Benedict Cumberzatch said:


> is the game in question NARUTO x BORUTO? because that makes the most sense, as it's basically saying boruto is included in this game, and the name brand recognition of naruto is propelling sales. something like that.


It's part of the _NARUTO to BORUTO_ "sub-brand" yes

Also see: the official Boruto twitter account →


----------



## Yagami1211 (Jun 1, 2018)

Benedict Cumberzatch said:


> is the game in question NARUTO x BORUTO? because that makes the most sense, as it's basically saying boruto is included in this game, and the name brand recognition of naruto is propelling sales. something like that.



Honestly we can't know for sure.


----------



## Benedict Cumberzatch (Jun 1, 2018)

Platypus said:


> It's part of the _NARUTO to BORUTO_ "sub-brand" yes
> 
> Also see: the official Boruto twitter account →



so why did you guys need this translated



Yagami1211 said:


> Honestly we can't know for sure.



right, I don't know where the paragraph was taken from, so I'm lacking context. But I'm 99% it's saying the naruto game's sales are good. boruto, from the same universe, is included in this game, but that the main draw is the big name naruto.

Reactions: Winner 1


----------



## Platypus (Jun 1, 2018)

◆ ◆ ◆ ◆ ◆ ◆ ◆

[SHORT EXERCISE 1] Lay out the records as a numbered list, from the line containing "point_to SHOULD place one pin on every instance of the baby's" through the end of the records, including both ends and leaving out blank lines.
[SHORT EXERCISE 2] Proceed with the forum thread about the Naruto game's sales, picking up after its final line.

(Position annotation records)
◆ ◆ ◆ ◆ ◆ ◆ ◆

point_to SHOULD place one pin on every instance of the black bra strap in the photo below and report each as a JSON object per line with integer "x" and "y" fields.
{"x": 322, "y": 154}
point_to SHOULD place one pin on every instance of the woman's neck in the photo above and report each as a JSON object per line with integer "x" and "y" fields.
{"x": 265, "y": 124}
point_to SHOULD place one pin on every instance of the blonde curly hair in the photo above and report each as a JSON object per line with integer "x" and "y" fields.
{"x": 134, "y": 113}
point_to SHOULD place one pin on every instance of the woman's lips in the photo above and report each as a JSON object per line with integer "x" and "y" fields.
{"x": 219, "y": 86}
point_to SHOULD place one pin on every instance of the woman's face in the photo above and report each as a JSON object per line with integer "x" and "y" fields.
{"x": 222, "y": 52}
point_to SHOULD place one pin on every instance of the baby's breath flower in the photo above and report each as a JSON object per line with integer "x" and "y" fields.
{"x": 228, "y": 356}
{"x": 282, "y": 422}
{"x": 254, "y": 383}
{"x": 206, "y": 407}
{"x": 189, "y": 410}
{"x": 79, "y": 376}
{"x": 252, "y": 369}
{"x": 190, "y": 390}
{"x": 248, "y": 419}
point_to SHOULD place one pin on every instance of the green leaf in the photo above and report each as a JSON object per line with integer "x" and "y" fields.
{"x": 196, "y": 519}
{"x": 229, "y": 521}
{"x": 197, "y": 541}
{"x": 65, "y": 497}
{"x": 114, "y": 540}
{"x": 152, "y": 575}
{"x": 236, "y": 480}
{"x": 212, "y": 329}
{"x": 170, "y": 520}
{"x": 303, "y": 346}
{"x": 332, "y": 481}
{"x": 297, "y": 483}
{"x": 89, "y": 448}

◆ ◆ ◆ ◆ ◆ ◆ ◆

[TASK RESPONSE 1]
1. point_to SHOULD place one pin on every instance of the baby's breath flower in the photo above and report each as a JSON object per line with integer "x" and "y" fields.
2. {"x": 228, "y": 356}
3. {"x": 282, "y": 422}
4. {"x": 254, "y": 383}
5. {"x": 206, "y": 407}
6. {"x": 189, "y": 410}
7. {"x": 79, "y": 376}
8. {"x": 252, "y": 369}
9. {"x": 190, "y": 390}
10. {"x": 248, "y": 419}
11. point_to SHOULD place one pin on every instance of the green leaf in the photo above and report each as a JSON object per line with integer "x" and "y" fields.
12. {"x": 196, "y": 519}
13. {"x": 229, "y": 521}
14. {"x": 197, "y": 541}
15. {"x": 65, "y": 497}
16. {"x": 114, "y": 540}
17. {"x": 152, "y": 575}
18. {"x": 236, "y": 480}
19. {"x": 212, "y": 329}
20. {"x": 170, "y": 520}
21. {"x": 303, "y": 346}
22. {"x": 332, "y": 481}
23. {"x": 297, "y": 483}
24. {"x": 89, "y": 448}

[TASK RESPONSE 2]
Benedict Cumberzatch said:


> so why did you guys need this translated
> 
> 
> 
> right, I don't know where the paragraph was taken from, so I'm lacking context. But I'm 99% it's saying the naruto game's sales are good. boruto, from the same universe, is included in this game, but that the main draw is the big name naruto.


People were arguing about sales and shit like they do in every volume thread. Zensuki argued Boruto's success is for the most part due to the game(s) which are mostly based around original Naruto stuff whereas other people argued the financial report didn't mention anything about games playing a big role, or something. IDK, I lost track of the discussion a while ago.

Reactions: Funny 2 | Winner 1


----------



## Platypus (Jun 1, 2018)

Platypus said:


> People where arguing about sales and shit like they do in every volume thread. Zensuki argued Boruto's success is for the most part due to the game(s) which are mostly based around original Naruto stuff whereas other people argued the financial report didn't mention anything about games playing a big role, or something. IDK, I lost track of the discussion a while ago.


The quoted part was from an article—not the actual report itself.

Reactions: Informative 1


----------



## Trojan (Jun 2, 2018)

So, when is the next volume going to be released?


----------



## Platypus (Jun 2, 2018)

Hussain said:


> So, when is the next volume going to be released?


October 4th

Reactions: Lewd 1


----------



## Zensuki (Jun 2, 2018)

Benedict Cumberzatch said:


> the last sentence is essentially saying boruto is being supported/getting publicity because it's from the same series as naruto, which is a big name.
> 
> i believe.





Benedict Cumberzatch said:


> is the game in question NARUTO x BORUTO? because that makes the most sense, as it's basically saying boruto is included in this game, and the name brand recognition of naruto is propelling sales. something like that.



Thank you.

Yes, nicknamed BORUTAGE.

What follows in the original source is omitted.